(Data shown):
-- Opening Marker --
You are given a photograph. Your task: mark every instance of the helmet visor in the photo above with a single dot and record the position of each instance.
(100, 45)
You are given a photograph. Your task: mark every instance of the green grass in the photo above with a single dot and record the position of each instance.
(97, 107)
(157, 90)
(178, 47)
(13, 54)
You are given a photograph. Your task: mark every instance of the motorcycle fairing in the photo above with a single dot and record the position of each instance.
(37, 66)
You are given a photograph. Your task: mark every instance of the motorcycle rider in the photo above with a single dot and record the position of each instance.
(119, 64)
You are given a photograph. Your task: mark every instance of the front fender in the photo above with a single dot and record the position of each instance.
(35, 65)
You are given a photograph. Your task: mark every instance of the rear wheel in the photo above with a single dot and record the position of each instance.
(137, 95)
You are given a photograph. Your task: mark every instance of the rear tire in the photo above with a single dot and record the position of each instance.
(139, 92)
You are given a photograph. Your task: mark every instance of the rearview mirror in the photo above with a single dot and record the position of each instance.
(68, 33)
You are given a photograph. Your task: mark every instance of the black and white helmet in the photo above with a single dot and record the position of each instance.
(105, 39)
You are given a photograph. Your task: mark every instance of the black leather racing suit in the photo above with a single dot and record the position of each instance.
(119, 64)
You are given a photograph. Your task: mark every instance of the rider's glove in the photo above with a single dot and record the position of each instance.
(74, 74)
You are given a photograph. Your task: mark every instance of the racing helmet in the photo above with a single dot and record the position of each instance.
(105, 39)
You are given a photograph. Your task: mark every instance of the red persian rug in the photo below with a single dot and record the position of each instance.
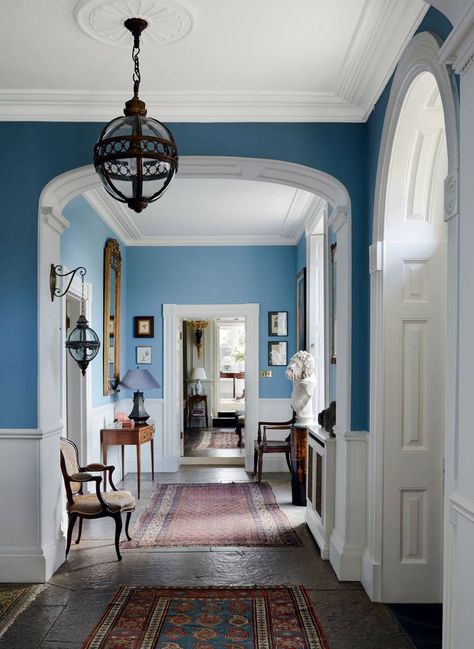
(242, 513)
(211, 439)
(275, 617)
-- Closing Marker --
(Problem):
Only the pictures are to be left out; repeat all other material exactly.

(Solution):
You are given a photograph. Your task: mark every instance of the helmet visor in the photo above with a single dot and record the position of each instance.
(100, 45)
You are given a photograph. Your task: mark every instance of the green grass in the photo above with a single dot and record the position of each instance.
(97, 107)
(157, 90)
(178, 47)
(13, 54)
You are given a photograph. Your task: mark every instance of the motorcycle fairing in the photo above with a single dot and record the position of each instance.
(37, 66)
You are given a photograph. Your task: mark every instance of the motorcycle rider in the photo above with a single dot and record the position of each instance.
(119, 64)
You are given a photograph. Your task: mark every instance of the front fender in the photo above with a single dot and record the position of each instance.
(35, 65)
You are given a photograph. Your task: mark every instance of the rear wheel in the photo above with a single dot and record the position of each instance.
(137, 95)
You are given a photograph. Your task: mark every instance of the rear tire in the photo above with a single dot and record the position of each instance.
(139, 92)
You are given a photograph. Your task: mark every instance of the rearview mirror in the photo above with a single dot and record the position of each instance.
(68, 33)
You are given a photograph. Your task: mark every instance of the black and white helmet in the photo above with a single dot and record the position of each instance.
(105, 39)
You are given a photograph. Your task: mark every instance of the black leather racing suit in the photo above with a single dot and record the position of each instance.
(119, 64)
You are given a photograph. Your task: mark every instance of the rider's glove in the photo above with a single dot and record the position of each instance.
(74, 74)
You are given a photograph. Your task: mark every instance of the racing helmet in the photo above with a single dot and record the position of each instance.
(105, 39)
You are given a photograph. Your task: mark every instance of the red persian rug in the photo below with a single dot and record the position of each instance.
(242, 513)
(211, 439)
(275, 617)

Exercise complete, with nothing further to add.